> **TASK INSTRUCTIONS**: Please restate each entry that appears below word for word, without its pictures.

(Records drawn from a dataset)

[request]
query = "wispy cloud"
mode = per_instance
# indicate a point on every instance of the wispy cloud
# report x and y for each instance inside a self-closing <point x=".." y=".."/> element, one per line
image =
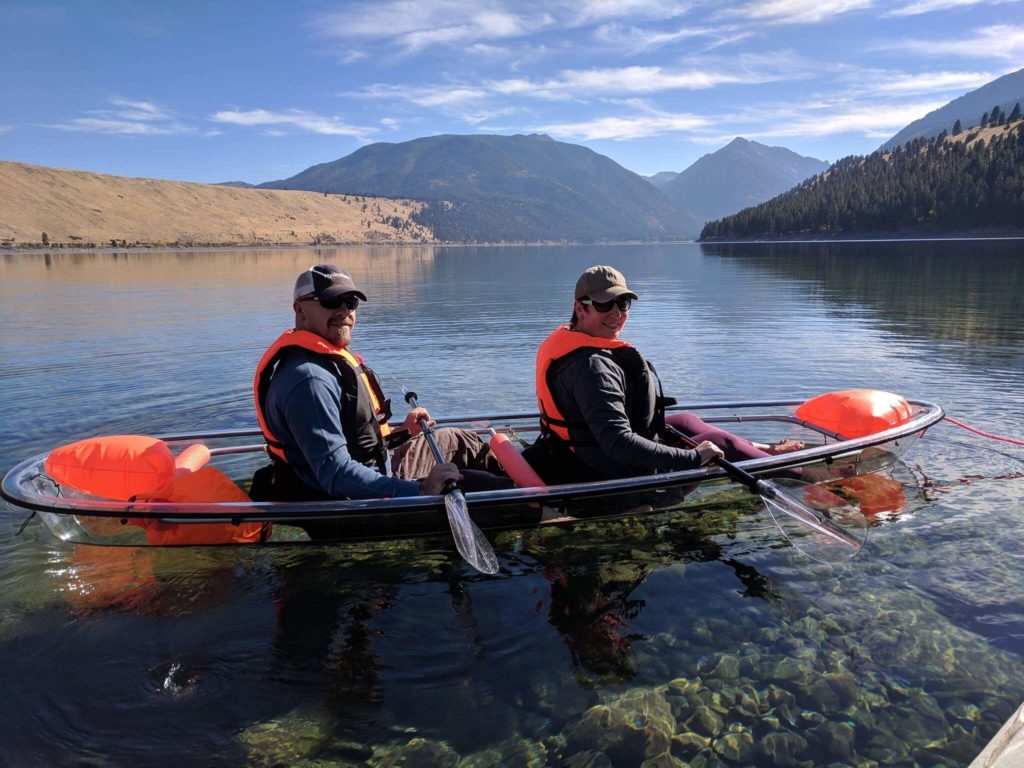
<point x="647" y="122"/>
<point x="928" y="6"/>
<point x="424" y="95"/>
<point x="128" y="118"/>
<point x="796" y="11"/>
<point x="1000" y="41"/>
<point x="596" y="10"/>
<point x="638" y="40"/>
<point x="827" y="119"/>
<point x="930" y="82"/>
<point x="416" y="25"/>
<point x="306" y="121"/>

> **YOUR SOLUTION**:
[request]
query = "wispy cloud"
mode = per_instance
# indicate a point on every instance of the wispy cloud
# report x and y for each instance inside a self-closing <point x=".." y=".."/> element, one per line
image =
<point x="647" y="122"/>
<point x="928" y="6"/>
<point x="424" y="95"/>
<point x="128" y="118"/>
<point x="796" y="11"/>
<point x="1000" y="41"/>
<point x="596" y="10"/>
<point x="638" y="40"/>
<point x="827" y="119"/>
<point x="930" y="82"/>
<point x="416" y="25"/>
<point x="306" y="121"/>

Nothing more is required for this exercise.